Estratto della pagina>
Ma il profano non vede nulla perché l’oscurità è profonda. Poi in successione gli vengono presentate due visioni. La prima di maestose figure candide in una nebbia luminosa, che rappresenta i fratelli più cari passati a seconda vita; la seconda di scheletri e macilente figure macchiate di sangue che rappresentano coloro che han ricevuto il meritato castigo dei traditori. « La Verità e la Giustizia, ammonisce una voce, devono essere l’unica nostra guida, guai a chi tradisce i nostri Segreti, guai a chi tenta di violare la santità del nostro Tempio e della nostra Istituzione ».

Tre colpi di martello, ripetuti da due parti opposte, danno inizio al terzo ed ultimo viaggio. Nuovamente bendato riparte all’insù sulla poltrona. Riavuto lo stivale si cammina ancora incontro a quel

terribile e maledetto rumor d’acqua in cascata. Vento umido, spruzzi, uno spintone che pare precipitarlo nel vuoto, una gran paura, al fine si ritrova in piedi e sano, ma l’istinto gli fa chiedere aiuto. Una voce lo invita a proseguire. Procede a stento brancicando finché si sente afferrare per le due braccia. La cerimonia continua con l’ingresso rituale nella sala dei passi perduti e poi nel Tempio, ma poiché prosegue con uno strano intreccio fra formalità e rituali della leggenda di Hiram, lasciamo il neofita al suo giuramento finale, alla vestizione e all’abbraccio fraterno che lo consacra nuovo fratello, finalmente rasserenato dopo tante peripezie.

Una breve considerazione sui luoghi e poi passiamo all’ultima parte. Il rumore dell’acqua, che non è pensabile sia riprodotto, fa ritenere si tratti di sotterranei tra la Cittadella torinese e la via Dora Grossa, l’attuate via Garibaldi, collocazione che può essere confermata dal successivo, relativamente breve, percorso per raggiungere le rispettive case.

La prima considerazione che viene alla mente è quella sul proselitismo. Troviamo infatti tra i Figli della Vedova dal conte Ferdinando (membro di una delle più illustri famiglie della nobiltà piemontese, che ospita nella sua gran fattoria fuori Torino la famiglia Borello in fuga), al notaio, al negoziante di chincaglierie all’ingrosso, al vecchio benestante, all’artista, fino al povero Battista che vive in quel tugurio che è la vecchia bettola della madre, ma che è una delle figure di spicco nel contesto della operatività di allora volta al progresso della vita civile e della libertà di pensiero. Pare davvero non vi sia distinzione di classi sociali o di censo purché il fratello sia effettivamente di buoni costumi e libero ed intenda essere partecipe concretamente delle due principali essenze della Massoneria: quella più propriamente spirituale volta alla ricerca del Vero e quella più particolarmente sociale volta al raggiungimento del Giusto. E mi pare che questo possa e debba essere un criterio tuttora valido.

Dati forniti>

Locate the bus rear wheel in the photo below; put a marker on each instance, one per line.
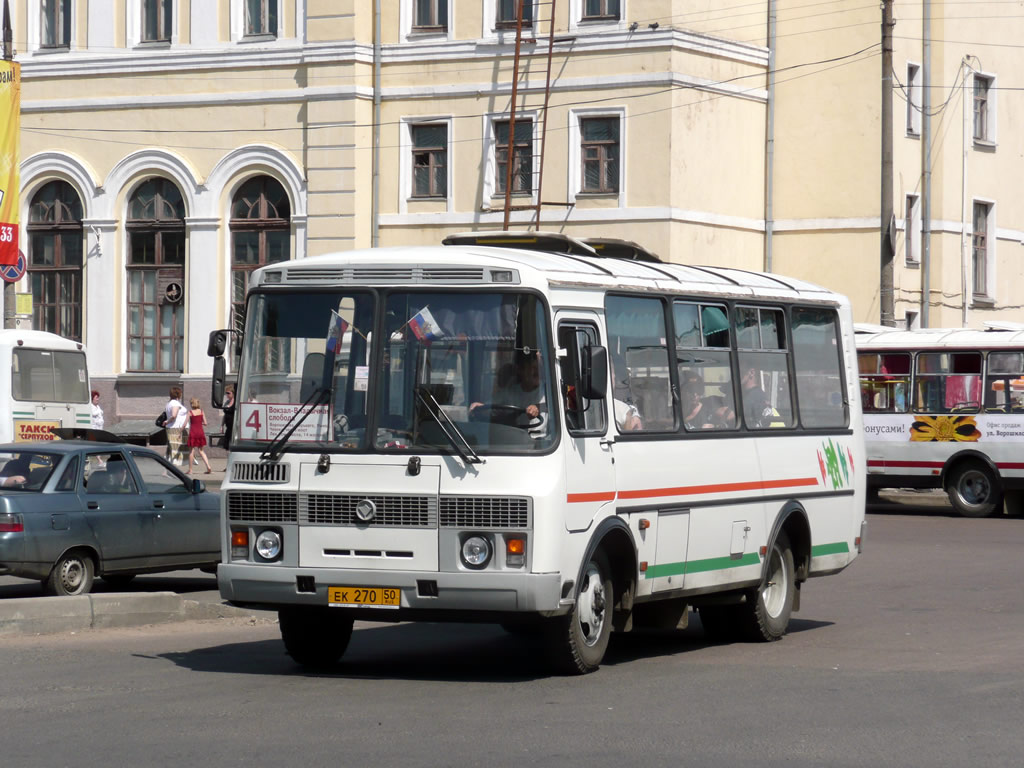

--

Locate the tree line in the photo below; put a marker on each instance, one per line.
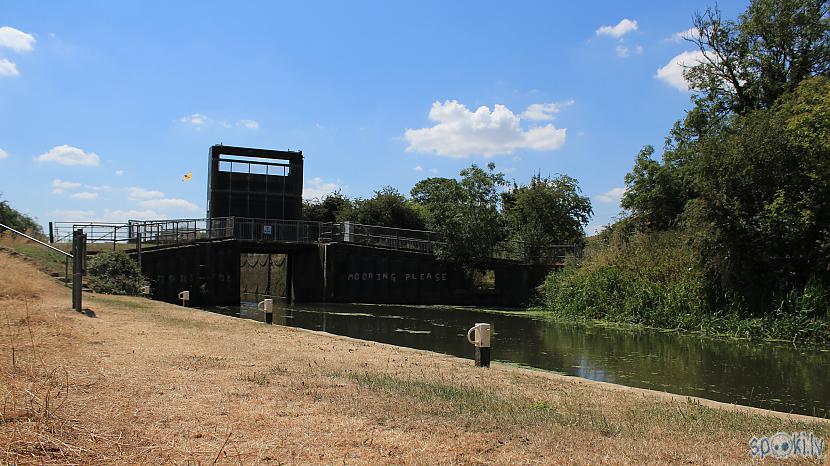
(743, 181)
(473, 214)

Obiettivo>
Ripeta parola per parola il passo del brano sull'iniziazione massonica compreso tra "Una breve considerazione" e "le rispettive case.", estremi inclusi. Il materiale riportato è separato dal brano e va considerato a sé stante.

Risultato dell'esercizio>
Una breve considerazione sui luoghi e poi passiamo all’ultima parte. Il rumore dell’acqua, che non è pensabile sia riprodotto, fa ritenere si tratti di sotterranei tra la Cittadella torinese e la via Dora Grossa, l’attuate via Garibaldi, collocazione che può essere confermata dal successivo, relativamente breve, percorso per raggiungere le rispettive case.